:: Written request ::
Write out exactly the lines running from the line that includes "written like (863,480)." to the end of the data, both ends included, and nothing besides.

_ _ _ _

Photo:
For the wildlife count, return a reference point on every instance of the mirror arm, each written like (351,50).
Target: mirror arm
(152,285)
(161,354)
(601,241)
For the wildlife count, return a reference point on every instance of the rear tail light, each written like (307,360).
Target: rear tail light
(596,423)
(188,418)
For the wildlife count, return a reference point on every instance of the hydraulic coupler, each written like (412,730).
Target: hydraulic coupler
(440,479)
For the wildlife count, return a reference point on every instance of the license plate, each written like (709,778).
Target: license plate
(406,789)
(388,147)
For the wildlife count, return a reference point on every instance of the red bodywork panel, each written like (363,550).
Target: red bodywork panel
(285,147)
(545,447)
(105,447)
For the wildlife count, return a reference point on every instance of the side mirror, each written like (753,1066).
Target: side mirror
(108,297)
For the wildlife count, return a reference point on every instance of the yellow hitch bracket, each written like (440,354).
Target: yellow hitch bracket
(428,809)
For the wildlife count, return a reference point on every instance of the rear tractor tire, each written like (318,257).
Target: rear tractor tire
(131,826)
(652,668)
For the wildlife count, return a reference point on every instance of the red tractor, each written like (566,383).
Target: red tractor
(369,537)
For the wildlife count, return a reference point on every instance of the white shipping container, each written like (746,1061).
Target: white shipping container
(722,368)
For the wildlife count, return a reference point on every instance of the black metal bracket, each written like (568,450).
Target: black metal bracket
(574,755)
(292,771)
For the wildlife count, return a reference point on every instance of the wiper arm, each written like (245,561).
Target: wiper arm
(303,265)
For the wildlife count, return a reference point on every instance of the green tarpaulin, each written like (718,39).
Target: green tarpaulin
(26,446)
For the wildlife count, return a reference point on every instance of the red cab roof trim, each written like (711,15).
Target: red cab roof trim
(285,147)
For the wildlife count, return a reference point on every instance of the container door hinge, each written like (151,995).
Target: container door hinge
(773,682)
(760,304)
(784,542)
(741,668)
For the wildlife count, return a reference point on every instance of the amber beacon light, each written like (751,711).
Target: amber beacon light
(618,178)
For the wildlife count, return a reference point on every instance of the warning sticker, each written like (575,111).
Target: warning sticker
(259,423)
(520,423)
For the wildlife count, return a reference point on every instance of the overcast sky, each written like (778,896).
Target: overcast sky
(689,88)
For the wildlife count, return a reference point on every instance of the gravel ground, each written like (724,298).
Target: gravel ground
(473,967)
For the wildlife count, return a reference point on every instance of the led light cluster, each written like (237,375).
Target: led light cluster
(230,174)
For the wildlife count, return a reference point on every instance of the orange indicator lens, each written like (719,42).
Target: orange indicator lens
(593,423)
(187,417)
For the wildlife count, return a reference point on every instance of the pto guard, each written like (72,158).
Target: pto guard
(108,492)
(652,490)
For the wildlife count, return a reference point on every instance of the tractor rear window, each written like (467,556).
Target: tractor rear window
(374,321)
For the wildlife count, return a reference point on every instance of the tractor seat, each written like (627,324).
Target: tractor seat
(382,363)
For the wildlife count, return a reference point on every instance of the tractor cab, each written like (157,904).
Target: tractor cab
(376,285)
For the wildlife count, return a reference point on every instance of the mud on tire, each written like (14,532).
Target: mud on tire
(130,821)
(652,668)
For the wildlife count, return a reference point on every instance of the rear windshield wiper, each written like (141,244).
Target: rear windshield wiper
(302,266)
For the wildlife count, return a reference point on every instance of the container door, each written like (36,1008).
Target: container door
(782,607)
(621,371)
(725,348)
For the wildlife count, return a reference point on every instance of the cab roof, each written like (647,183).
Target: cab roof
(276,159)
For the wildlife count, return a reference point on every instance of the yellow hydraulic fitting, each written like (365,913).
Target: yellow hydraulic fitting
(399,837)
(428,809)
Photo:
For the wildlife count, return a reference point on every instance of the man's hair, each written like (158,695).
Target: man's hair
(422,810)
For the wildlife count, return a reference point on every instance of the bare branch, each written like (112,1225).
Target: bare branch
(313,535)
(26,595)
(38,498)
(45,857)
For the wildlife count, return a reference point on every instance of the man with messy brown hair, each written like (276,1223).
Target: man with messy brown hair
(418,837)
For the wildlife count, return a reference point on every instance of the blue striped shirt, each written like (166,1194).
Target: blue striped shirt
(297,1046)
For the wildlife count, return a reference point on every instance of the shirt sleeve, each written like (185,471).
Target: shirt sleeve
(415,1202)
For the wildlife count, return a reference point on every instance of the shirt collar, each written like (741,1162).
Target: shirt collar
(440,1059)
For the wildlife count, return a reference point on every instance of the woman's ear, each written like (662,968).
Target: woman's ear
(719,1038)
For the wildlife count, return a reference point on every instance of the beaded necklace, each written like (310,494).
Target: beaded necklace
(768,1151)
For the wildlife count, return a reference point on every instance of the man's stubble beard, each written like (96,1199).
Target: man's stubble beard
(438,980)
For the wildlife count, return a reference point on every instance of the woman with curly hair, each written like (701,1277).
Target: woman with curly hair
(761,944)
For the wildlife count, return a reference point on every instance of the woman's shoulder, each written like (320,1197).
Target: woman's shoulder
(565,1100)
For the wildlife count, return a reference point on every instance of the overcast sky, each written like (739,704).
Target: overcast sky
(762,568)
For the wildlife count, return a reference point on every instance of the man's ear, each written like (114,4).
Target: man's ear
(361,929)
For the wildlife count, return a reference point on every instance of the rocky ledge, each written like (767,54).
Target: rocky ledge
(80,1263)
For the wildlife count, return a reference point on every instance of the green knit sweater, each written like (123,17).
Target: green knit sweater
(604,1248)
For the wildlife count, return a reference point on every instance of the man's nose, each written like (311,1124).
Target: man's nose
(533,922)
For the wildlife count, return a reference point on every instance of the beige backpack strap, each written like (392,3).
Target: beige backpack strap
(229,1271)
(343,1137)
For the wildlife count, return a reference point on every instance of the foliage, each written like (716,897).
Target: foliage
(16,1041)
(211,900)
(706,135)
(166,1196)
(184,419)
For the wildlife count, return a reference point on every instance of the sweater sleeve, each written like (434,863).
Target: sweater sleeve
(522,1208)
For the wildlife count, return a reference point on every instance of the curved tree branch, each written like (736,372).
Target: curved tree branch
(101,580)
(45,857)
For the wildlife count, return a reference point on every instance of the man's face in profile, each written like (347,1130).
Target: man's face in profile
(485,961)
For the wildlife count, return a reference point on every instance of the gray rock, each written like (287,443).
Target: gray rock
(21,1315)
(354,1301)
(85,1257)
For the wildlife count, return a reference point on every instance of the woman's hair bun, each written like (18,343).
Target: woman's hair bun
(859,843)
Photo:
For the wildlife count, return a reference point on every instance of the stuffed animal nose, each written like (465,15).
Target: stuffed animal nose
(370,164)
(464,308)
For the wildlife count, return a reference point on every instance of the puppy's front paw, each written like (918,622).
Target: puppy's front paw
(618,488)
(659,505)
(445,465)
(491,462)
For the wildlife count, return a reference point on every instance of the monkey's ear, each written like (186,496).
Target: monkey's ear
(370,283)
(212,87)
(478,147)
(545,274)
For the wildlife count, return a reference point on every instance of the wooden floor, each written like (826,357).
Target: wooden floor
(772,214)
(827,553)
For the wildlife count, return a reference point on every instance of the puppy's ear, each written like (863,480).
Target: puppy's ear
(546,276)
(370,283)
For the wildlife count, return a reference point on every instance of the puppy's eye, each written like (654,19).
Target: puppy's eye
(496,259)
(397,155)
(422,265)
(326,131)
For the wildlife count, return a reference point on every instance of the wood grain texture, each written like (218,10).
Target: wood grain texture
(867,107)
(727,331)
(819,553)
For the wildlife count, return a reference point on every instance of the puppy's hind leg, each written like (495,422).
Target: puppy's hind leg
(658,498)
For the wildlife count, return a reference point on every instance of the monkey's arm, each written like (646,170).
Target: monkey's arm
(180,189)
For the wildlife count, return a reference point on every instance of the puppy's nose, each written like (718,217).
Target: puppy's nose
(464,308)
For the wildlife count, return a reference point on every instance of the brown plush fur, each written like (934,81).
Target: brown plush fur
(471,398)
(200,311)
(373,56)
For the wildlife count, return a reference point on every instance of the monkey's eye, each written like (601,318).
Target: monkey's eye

_ _ _ _

:: Output of the exercise ::
For the wildlife count, return a reference point on every instance of the puppy's ear, each written like (863,480).
Target: puppy's ear
(546,276)
(370,283)
For the wildlife count, return a reference point on every instance of the puppy's eye, each written like (654,19).
Target: puppy's eye
(496,259)
(397,155)
(422,265)
(326,131)
For the wildlife count, return a reference point on every instance of the wood grain texture, each written like (218,10).
Target: wood grain texture
(867,107)
(727,331)
(819,553)
For the wildlife count, return a reference point on every instance of the puppy's hind leg, each written like (495,422).
Target: puppy's hind leg
(658,498)
For the wildlife count, return a reference point on every instance of the monkey's arm, each written like (646,170).
Target: monkey's arm
(180,189)
For the wildlife count, return a reference point on every instance of the puppy's nose, each written like (718,217).
Target: puppy's nose
(464,308)
For the wildlife count, return a reference point on every instance of the brown plush fur, each written like (934,81).
Target: brown plush fur
(471,398)
(200,311)
(373,56)
For the wildlife count, return a reference point on every instance of the monkey's eye, each written like (601,318).
Target: monkey's eye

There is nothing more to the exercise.